TASK DESCRIPTION :: The data below should be restated word for word, with every picture omitted.

INPUT MATERIAL ::

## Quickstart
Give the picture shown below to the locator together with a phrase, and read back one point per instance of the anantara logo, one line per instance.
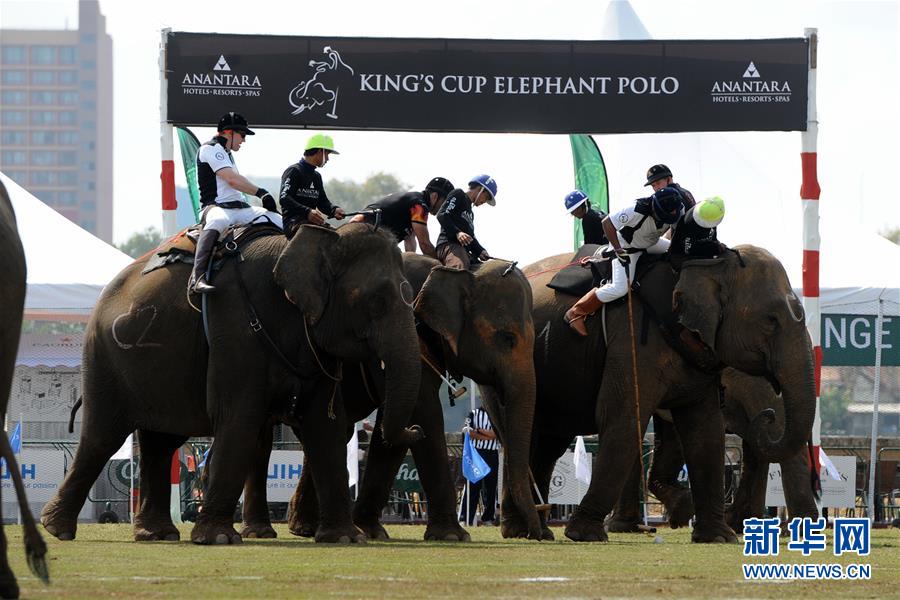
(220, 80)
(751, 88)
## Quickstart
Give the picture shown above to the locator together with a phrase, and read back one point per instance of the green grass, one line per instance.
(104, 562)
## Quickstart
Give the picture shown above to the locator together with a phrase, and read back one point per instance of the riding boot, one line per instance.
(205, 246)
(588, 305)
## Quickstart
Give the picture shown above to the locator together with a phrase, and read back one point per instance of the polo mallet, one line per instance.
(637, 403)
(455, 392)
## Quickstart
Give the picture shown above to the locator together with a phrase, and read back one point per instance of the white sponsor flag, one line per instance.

WRITTEN SOLUTION ::
## Quickstart
Give the picture shown below to the locator together with a phrase, and read back one point per instance of the anantara logo, one line per instance.
(220, 80)
(751, 88)
## Quickstart
Give the picture shown above to the locator together with a phrase, and read back one point per instance of the green grass, one line per instance.
(104, 562)
## Quickstart
Give the picture shown above to the locator together with a phrase, and read back one point per instance of the riding boot, one line per instance.
(205, 246)
(588, 305)
## Quickstart
Give the picture shown above to the locator together with a phrase, and read back one point per instance of the polo mallet, one line per instance.
(637, 403)
(455, 392)
## Quickstart
Give the picture shown above to the locator together with a phrase, and read back one point per instance of the white sponsor flag, one line per instance.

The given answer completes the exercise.